Tugas Anda - Sunting tajuk rencana tentang otonomi korupsi dari "Dugaan korupsi yang" sampai "menyatu dengan perkataan.", lalu tulis kembali bagian itu dengan mengganti "pudar" menjadi "hilang".

Editorial Media Indonesia
Editorial Media Indonesia ()

Otonomi Korupsi

21 Juni 2017 07:53
MASIH jauh, panjang, dan berliku jalan menuju pemerintahan yang bersih. Kepala daerah yang dipilih langsung oleh rakyat itu ternyata tidak tegak lurus menegakkan komitmen memberantas korupsi. Contohnya Gubernur Bengkulu Ridwan Mukti. Ridwan Mukti terkena operasi tangkap tangan KPK di Bengkulu, kemarin. Ia ditangkap bersama istrinya, Lily Martiani Maddari, dan beberapa pengusaha. Mereka langsung diboyong ke Gedung KPK, Jakarta.
 
Dugaan korupsi yang melibatkan Ridwan Mukti semakin mengukuhkan anggapan bahwa korupsi tidak pernah pudar. Malah, ini yang membuat prihatin, korupsi sepertinya diestafetkan secara sadar di Bengkulu. Bukankah dua gubernur sebelumnya juga terseret dalam pusaran kasus korupsi? Lebih memprihatinkan lagi karena Ridwan Mukti menjadi contoh paripurna perbuatan yang tidak menyatu dengan perkataan.
 
Ridwan Mukti merupakan produk pilkada langsung pada Desember 2015 dan dilantik menjadi gubernur pada Februari 2016. Pemberantasan korupsi menjadi salah satu tema kampanye yang lantang ia suarakan. Tidak hanya itu, pada 1 Maret 2016, Ridwan Mukti memelopori penandatanganan pakta integritas untuk memerangi korupsi dan narkoba. Tidak tanggung-tanggung, Ridwan Mukti meneken pakta integritas itu dengan disaksikan langsung oleh Ketua KPK Agus Rahardjo.
 
Harus tegas dikatakan bahwa Ridwan Mukti telah mengingkari pakta integritas yang ditekennya. Pakta integritas begitu mudahnya dikhianati. Pengkhianatan terhadap pakta integritas bisa saja dilakukan pejabat lainnya di negeri ini, hanya mereka beruntung karena belum terjaring oleh operasi tangkap tangan KPK. Dugaan korupsi Ridwan Mukti juga mengonfirmasikan hal penting lainnya, yaitu korupsi telah bertransformasi dengan mulus dari pusat ke daerah bersamaan otonomi daerah. Otonomi daerah bertransformasi menjadi otonomi korupsi. Tidak sedikit pejabat di daerah, baik itu eksekutif maupun legislatif, yang menjadikan diri mereka sebagai 'raja' yang menerima upeti. Karena itulah, KPK diminta untuk terus-menerus mengawasi dan memberantas korupsi di daerah. Dalam perspektif itulah kita katakan bahwa ada kepentingan konstitusional untuk melindungi lembaga pemberantasan korupsi.

[Data dari sebuah sumber data]
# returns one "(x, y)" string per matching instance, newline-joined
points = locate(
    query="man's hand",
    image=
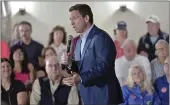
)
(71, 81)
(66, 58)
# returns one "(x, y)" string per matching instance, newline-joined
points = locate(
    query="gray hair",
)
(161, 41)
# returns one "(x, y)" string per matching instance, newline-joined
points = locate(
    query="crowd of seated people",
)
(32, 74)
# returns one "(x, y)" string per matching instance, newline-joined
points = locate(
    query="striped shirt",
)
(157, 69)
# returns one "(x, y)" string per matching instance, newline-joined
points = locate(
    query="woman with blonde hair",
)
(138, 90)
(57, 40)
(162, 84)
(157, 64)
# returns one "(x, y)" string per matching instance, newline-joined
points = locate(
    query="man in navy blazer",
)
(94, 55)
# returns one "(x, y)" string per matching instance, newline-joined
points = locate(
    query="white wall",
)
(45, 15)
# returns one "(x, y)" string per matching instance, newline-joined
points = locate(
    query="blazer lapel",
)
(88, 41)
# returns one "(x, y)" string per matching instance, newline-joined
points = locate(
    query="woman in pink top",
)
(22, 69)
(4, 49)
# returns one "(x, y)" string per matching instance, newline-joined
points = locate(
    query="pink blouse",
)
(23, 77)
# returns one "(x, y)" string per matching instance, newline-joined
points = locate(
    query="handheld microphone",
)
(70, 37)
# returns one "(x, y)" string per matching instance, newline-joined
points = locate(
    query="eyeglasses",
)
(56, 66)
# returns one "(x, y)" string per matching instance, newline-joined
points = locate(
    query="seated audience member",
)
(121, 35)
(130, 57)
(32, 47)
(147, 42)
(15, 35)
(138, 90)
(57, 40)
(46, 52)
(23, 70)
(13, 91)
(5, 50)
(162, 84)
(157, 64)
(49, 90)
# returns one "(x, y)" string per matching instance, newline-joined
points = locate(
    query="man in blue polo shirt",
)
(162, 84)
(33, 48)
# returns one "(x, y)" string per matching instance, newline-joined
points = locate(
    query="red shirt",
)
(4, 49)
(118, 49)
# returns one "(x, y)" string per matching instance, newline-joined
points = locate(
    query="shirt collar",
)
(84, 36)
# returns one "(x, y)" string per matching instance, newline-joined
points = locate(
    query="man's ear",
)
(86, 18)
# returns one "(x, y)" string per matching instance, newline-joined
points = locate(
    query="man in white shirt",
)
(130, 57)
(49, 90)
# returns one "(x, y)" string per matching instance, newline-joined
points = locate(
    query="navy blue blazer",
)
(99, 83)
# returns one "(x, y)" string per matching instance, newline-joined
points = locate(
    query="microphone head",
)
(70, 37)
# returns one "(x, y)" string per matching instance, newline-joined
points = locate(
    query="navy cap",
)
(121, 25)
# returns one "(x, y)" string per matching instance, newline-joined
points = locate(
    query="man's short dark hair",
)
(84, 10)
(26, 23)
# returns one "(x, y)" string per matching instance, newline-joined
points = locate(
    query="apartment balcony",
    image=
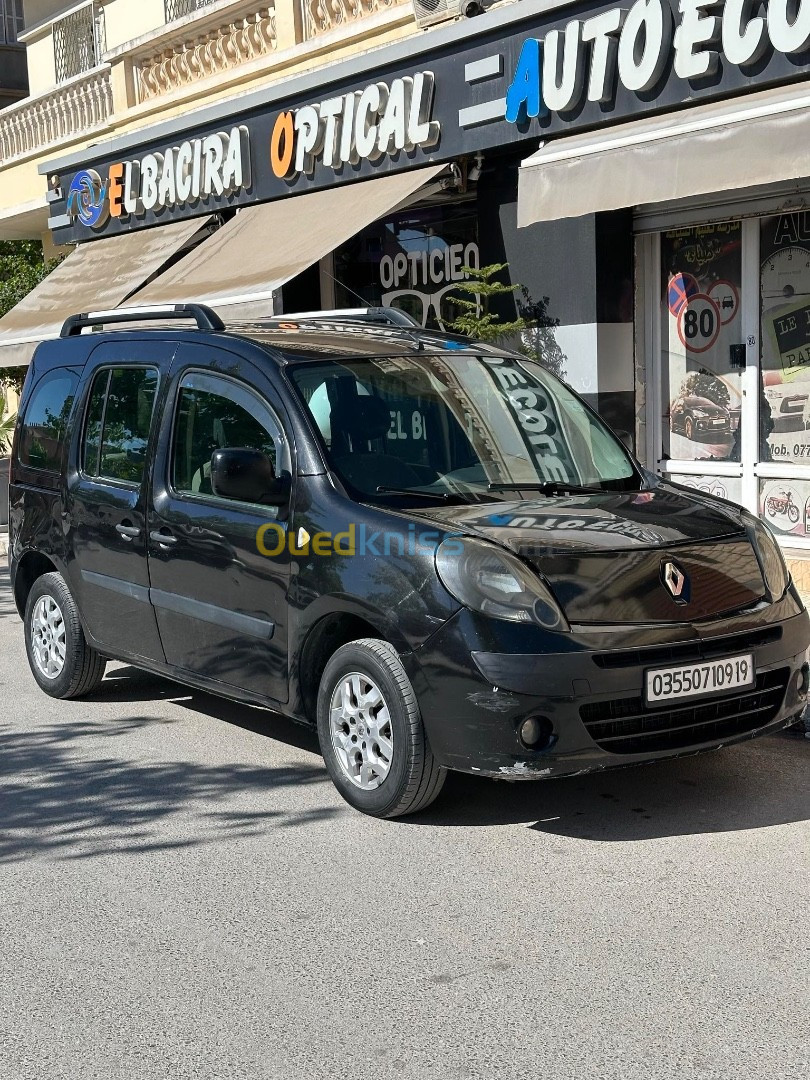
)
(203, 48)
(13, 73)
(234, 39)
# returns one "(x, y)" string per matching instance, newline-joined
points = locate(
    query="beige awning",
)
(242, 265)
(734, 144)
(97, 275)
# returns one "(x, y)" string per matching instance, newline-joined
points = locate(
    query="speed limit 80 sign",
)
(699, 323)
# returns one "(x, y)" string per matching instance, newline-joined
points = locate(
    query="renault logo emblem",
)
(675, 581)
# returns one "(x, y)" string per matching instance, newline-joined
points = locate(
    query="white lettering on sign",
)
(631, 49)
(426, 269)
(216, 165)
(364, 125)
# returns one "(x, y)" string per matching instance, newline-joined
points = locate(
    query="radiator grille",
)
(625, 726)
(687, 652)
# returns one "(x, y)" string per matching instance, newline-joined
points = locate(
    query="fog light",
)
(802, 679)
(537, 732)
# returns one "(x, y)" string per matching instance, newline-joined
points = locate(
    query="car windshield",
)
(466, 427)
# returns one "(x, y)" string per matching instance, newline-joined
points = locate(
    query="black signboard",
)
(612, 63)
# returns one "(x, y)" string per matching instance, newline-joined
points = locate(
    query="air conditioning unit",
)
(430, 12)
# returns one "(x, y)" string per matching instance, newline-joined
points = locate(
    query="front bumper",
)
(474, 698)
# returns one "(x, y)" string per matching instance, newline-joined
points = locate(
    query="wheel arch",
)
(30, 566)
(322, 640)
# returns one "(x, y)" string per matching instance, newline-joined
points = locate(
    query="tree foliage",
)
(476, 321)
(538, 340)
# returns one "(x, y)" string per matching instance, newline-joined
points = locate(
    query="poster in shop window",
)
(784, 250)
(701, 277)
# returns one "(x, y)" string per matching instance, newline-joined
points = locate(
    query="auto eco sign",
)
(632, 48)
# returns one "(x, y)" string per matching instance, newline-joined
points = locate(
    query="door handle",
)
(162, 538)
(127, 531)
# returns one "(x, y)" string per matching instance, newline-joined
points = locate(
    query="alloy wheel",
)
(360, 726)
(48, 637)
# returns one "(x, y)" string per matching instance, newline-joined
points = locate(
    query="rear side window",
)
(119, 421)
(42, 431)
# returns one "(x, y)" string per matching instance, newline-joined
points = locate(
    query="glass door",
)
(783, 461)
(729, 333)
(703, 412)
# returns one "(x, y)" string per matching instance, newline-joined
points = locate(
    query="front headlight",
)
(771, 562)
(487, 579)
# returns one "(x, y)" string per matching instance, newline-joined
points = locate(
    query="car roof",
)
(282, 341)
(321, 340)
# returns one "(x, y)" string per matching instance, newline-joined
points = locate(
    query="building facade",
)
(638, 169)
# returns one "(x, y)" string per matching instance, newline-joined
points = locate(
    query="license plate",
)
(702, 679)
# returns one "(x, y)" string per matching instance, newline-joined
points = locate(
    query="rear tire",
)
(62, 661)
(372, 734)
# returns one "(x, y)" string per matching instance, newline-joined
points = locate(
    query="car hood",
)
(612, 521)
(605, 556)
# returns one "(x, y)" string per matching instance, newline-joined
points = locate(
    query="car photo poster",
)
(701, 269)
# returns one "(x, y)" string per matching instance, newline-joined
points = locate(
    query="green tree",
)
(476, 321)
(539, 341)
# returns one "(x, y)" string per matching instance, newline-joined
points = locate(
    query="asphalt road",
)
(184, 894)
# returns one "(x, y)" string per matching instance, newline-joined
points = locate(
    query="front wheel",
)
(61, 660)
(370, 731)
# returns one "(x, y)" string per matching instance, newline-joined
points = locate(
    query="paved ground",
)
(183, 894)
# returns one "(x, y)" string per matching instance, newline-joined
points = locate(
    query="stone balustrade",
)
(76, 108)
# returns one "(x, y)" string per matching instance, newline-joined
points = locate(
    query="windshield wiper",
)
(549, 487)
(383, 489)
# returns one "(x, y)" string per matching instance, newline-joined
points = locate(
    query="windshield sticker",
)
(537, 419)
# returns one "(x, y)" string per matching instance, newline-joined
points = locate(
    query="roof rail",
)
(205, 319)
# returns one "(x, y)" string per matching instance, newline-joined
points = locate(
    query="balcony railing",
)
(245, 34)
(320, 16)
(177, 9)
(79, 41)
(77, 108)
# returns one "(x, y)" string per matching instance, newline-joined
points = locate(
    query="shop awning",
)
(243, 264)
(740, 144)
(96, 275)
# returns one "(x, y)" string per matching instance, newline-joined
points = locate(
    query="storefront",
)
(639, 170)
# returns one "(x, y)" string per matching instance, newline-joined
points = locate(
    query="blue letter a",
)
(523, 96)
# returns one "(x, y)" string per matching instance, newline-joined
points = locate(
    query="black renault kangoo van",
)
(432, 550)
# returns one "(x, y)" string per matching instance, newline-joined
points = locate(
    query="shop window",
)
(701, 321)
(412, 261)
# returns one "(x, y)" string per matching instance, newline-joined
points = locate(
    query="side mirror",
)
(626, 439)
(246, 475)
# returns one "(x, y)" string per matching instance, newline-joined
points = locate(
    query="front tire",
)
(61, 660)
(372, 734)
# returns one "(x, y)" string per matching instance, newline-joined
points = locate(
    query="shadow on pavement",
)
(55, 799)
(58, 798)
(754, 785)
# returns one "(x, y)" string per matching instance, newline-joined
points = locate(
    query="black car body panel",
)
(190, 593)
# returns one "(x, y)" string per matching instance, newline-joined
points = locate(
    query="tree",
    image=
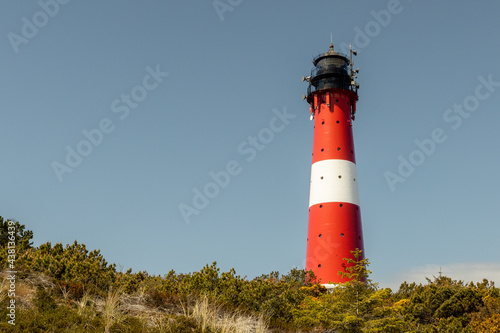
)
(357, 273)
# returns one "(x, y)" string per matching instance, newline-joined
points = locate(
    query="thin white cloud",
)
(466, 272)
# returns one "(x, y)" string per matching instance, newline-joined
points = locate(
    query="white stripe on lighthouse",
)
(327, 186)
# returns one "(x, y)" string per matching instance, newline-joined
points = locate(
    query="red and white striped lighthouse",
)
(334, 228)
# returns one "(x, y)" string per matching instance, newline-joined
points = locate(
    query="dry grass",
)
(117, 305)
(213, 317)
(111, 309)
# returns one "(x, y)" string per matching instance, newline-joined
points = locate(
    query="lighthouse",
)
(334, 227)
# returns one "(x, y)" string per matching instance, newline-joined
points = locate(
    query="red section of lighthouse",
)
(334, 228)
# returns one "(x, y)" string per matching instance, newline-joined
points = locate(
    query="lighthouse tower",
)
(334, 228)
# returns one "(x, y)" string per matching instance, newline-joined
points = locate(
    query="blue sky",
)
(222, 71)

Hasil yang Benar -
Dugaan korupsi yang melibatkan Ridwan Mukti semakin mengukuhkan anggapan bahwa korupsi tidak pernah hilang. Malah, ini yang membuat prihatin, korupsi sepertinya diestafetkan secara sadar di Bengkulu. Bukankah dua gubernur sebelumnya juga terseret dalam pusaran kasus korupsi? Lebih memprihatinkan lagi karena Ridwan Mukti menjadi contoh paripurna perbuatan yang tidak menyatu dengan perkataan.